- **Extracto del texto**
== == ==
2008/05/09

El acantilado de tu vida

Tu vida es un acantilado. Llevas tiempo ancladx a un árbol que te sostiene y evita la dura caída al fondo. Al principio era firme, vigoroso, sus profundas raíces te aseguraban tranquilidad, transmitían la seguridad necesaria para centrarte en otras cosas: mirar las aves pasar, las nubes variar, analizar las formas del otro lado, contemplar el cauce del río bajo tus pies, y disfrutar de los animales que de él y en él se alimentan. Poco a poco ha ido perdiendo fuerza, sus primaverales flores ha tiempo que no lucen con el mismo esplendor; el tronco está débil ya, simulan las arrugas de una piel quemada por la edad. Las ramas contiguas van cediendo lentamente y se precipitan al vacío, llevándose consigo las marchitas hojas otro resplandecientes bajo él. A éste ya no lo prestas atención, dejaron de atraerte sus rayos os colores de su despertar, la cálida despedida diaria. Tampoco te reconoce la Luna, ésa misma con la que compartieras largas confesiones transeúnticas, a la que revelaras tus más profundos temores y sabidos amores. Toda tu atención está centrada en los débiles sustentos que salvan tu inevitable caída.
== == ==
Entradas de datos
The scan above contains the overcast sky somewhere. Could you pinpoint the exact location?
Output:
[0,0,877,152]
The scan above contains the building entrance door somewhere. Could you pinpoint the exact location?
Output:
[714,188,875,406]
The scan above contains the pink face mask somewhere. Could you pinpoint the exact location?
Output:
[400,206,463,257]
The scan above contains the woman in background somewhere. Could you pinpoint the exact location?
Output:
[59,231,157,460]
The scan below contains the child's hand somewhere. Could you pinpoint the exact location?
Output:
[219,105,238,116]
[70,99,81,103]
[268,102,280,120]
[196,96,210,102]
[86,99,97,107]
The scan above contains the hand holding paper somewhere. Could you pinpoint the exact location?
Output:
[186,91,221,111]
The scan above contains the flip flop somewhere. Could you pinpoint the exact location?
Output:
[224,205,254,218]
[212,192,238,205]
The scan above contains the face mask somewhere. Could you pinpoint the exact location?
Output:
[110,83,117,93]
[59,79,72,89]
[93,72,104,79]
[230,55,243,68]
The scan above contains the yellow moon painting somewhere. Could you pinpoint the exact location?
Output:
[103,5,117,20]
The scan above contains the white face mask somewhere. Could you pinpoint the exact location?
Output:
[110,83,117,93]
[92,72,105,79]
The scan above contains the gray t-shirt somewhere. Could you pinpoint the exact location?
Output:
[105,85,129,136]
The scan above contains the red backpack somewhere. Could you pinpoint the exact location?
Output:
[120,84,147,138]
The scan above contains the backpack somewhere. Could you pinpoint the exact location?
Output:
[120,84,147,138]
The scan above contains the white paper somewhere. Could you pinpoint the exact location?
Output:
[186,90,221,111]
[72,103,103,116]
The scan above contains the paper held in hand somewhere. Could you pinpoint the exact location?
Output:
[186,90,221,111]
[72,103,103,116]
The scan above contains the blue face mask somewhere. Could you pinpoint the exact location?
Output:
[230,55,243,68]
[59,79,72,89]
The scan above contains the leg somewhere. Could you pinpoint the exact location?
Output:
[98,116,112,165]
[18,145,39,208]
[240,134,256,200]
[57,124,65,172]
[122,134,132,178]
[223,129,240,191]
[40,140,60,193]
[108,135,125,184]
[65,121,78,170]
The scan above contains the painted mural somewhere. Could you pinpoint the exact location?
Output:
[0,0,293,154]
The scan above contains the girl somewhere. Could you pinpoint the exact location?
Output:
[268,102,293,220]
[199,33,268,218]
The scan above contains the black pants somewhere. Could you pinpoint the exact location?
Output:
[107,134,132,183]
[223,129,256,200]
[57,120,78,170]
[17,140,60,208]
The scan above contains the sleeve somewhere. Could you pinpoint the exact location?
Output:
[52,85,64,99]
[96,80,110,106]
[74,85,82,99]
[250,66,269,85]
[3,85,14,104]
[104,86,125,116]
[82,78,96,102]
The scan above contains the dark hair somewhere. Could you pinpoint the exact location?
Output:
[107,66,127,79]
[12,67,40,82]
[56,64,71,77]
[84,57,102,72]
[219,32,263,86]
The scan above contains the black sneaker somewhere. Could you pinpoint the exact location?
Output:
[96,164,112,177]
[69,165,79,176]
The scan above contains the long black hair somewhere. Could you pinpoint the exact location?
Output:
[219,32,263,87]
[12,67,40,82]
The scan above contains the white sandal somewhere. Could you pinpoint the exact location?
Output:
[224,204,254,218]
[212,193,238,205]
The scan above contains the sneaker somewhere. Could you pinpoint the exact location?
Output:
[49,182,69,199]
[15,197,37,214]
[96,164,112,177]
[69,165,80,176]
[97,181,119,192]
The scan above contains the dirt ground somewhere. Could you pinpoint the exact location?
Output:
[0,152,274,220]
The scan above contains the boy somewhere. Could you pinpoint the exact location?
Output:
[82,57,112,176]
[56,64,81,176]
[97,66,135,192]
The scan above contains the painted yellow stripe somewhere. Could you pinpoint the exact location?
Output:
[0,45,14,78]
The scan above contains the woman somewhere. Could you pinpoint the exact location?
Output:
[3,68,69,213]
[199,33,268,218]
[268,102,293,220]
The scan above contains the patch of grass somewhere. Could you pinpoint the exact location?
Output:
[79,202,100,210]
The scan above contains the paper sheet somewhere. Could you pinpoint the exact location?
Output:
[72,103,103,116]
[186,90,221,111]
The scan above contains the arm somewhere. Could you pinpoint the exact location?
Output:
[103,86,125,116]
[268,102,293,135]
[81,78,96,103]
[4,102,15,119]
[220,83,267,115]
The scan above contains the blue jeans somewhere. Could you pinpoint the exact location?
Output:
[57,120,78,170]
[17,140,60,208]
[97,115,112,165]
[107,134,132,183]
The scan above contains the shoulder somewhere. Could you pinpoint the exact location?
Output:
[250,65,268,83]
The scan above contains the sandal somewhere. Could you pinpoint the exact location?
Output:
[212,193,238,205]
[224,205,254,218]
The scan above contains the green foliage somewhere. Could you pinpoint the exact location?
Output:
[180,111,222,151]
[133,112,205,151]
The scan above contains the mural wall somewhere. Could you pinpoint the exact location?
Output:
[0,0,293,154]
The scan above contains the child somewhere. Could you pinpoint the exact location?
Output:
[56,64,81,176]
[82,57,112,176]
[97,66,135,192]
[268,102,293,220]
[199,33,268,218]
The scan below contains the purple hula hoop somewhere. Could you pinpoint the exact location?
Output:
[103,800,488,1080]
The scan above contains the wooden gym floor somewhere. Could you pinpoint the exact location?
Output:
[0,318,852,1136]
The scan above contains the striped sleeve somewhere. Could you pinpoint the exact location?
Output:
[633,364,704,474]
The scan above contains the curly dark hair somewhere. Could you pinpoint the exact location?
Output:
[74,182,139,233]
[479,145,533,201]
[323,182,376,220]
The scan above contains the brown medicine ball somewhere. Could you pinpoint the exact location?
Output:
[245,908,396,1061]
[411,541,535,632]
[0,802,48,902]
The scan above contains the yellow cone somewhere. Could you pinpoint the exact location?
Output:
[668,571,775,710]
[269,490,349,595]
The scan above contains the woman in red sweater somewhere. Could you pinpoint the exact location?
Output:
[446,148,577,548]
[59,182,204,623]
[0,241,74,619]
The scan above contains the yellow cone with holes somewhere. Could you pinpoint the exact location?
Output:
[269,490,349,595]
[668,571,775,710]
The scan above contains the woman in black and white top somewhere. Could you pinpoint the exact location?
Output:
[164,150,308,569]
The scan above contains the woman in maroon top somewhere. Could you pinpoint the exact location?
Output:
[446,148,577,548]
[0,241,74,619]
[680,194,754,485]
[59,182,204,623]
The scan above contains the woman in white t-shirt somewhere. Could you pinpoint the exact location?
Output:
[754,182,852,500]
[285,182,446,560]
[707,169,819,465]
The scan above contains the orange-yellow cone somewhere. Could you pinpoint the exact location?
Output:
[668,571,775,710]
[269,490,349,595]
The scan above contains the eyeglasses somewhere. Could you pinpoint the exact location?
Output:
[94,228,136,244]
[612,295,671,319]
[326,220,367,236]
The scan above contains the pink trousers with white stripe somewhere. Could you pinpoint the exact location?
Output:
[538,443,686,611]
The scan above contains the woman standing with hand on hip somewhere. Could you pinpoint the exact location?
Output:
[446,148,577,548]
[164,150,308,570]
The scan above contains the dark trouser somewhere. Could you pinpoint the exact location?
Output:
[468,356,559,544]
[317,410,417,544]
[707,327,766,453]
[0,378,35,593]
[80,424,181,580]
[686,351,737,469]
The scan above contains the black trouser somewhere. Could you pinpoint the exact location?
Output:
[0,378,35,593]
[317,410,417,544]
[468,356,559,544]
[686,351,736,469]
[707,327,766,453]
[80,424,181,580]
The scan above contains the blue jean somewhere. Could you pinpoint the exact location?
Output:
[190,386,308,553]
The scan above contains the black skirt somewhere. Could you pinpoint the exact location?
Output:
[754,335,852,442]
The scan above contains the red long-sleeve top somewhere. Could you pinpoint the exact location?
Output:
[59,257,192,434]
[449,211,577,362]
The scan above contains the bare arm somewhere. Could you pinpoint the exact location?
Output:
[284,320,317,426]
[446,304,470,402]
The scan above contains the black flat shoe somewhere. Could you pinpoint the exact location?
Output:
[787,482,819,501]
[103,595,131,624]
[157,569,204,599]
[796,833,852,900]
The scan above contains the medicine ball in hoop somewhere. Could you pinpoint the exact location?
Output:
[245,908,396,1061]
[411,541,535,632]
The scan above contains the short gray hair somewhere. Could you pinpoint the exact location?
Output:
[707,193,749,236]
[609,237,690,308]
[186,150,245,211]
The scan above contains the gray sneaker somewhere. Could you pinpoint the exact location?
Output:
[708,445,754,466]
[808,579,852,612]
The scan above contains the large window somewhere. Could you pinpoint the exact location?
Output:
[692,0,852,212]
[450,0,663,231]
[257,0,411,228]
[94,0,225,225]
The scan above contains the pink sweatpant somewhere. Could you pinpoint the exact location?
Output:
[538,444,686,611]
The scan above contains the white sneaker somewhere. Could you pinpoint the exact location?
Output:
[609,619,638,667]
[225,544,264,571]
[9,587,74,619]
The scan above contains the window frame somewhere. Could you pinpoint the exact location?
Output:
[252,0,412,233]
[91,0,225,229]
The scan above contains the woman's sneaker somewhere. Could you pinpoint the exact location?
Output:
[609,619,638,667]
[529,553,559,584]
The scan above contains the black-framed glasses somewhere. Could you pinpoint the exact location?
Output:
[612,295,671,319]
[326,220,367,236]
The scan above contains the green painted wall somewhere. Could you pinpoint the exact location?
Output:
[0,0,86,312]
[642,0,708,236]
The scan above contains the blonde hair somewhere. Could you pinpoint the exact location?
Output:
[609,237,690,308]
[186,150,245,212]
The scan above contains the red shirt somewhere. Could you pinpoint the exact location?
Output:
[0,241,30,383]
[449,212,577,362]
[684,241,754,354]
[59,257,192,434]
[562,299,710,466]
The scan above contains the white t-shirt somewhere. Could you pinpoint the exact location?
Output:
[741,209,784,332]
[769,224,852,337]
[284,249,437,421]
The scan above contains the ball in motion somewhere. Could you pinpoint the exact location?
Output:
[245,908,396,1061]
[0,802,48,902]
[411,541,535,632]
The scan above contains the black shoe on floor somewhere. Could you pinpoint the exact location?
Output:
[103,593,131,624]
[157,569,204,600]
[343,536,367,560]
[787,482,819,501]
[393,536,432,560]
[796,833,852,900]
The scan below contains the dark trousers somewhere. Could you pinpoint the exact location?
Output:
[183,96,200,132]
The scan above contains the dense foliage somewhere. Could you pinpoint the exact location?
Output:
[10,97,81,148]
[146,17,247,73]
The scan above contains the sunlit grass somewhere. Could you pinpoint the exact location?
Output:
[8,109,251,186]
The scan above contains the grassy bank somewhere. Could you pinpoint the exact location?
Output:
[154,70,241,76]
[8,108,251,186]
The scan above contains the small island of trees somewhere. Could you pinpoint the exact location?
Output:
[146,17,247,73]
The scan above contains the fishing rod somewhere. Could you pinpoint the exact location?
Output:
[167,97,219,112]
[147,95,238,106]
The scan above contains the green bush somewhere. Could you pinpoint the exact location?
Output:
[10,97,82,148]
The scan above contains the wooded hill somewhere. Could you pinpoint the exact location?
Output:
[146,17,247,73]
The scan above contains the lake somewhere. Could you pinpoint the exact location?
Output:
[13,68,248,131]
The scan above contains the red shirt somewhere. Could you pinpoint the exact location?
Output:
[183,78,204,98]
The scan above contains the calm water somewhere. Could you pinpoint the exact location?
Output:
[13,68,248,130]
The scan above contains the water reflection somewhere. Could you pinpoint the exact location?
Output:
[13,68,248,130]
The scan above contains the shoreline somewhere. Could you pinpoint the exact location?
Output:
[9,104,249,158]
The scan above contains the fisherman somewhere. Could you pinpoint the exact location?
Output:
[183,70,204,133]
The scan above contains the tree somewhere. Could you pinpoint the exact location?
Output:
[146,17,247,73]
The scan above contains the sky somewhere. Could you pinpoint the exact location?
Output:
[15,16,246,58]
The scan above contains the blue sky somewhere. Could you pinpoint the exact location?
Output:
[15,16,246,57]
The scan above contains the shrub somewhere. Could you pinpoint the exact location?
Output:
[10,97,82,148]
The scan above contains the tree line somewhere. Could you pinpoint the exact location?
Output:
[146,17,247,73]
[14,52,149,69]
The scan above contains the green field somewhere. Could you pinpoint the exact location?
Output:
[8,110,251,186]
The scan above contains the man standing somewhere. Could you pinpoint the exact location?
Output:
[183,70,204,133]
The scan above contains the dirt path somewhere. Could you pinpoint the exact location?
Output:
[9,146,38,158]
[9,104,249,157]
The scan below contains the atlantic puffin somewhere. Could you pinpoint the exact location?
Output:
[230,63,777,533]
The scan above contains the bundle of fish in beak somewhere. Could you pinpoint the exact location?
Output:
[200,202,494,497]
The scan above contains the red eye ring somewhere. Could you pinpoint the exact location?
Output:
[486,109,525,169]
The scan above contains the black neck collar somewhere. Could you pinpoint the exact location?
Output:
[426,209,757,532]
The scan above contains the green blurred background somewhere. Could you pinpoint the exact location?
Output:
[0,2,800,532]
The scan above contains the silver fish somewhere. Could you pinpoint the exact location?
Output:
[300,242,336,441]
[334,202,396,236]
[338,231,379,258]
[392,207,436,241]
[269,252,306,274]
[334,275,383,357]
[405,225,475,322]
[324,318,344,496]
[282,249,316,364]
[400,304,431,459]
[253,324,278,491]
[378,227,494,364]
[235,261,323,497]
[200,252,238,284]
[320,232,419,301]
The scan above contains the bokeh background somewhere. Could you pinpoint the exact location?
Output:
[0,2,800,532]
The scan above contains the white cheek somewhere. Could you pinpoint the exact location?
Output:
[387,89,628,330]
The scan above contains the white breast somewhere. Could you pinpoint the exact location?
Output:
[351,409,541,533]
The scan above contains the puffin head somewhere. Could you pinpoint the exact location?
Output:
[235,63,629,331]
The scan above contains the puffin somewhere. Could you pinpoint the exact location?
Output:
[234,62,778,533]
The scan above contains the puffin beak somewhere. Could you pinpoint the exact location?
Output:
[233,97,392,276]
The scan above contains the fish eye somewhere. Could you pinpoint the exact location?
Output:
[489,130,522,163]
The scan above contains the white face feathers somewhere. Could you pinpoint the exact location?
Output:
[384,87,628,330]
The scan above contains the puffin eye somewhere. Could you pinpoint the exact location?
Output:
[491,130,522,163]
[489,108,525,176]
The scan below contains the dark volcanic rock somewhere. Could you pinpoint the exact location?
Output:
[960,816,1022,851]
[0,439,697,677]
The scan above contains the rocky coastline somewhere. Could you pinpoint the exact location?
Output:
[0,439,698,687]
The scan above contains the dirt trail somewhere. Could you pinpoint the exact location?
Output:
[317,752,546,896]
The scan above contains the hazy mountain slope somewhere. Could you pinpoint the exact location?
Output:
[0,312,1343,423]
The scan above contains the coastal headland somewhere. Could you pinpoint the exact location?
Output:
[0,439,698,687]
== == ==
- **Tarea indicada**
Extrae completo el texto «El acantilado de tu vida», palabra por palabra y sin cambiar nada.

- **Respuesta**
2008/05/09

El acantilado de tu vida

Tu vida es un acantilado. Llevas tiempo ancladx a un árbol que te sostiene y evita la dura caída al fondo. Al principio era firme, vigoroso, sus profundas raíces te aseguraban tranquilidad, transmitían la seguridad necesaria para centrarte en otras cosas: mirar las aves pasar, las nubes variar, analizar las formas del otro lado, contemplar el cauce del río bajo tus pies, y disfrutar de los animales que de él y en él se alimentan. Poco a poco ha ido perdiendo fuerza, sus primaverales flores ha tiempo que no lucen con el mismo esplendor; el tronco está débil ya, simulan las arrugas de una piel quemada por la edad. Las ramas contiguas van cediendo lentamente y se precipitan al vacío, llevándose consigo las marchitas hojas otro resplandecientes bajo él. A éste ya no lo prestas atención, dejaron de atraerte sus rayos os colores de su despertar, la cálida despedida diaria. Tampoco te reconoce la Luna, ésa misma con la que compartieras largas confesiones transeúnticas, a la que revelaras tus más profundos temores y sabidos amores. Toda tu atención está centrada en los débiles sustentos que salvan tu inevitable caída.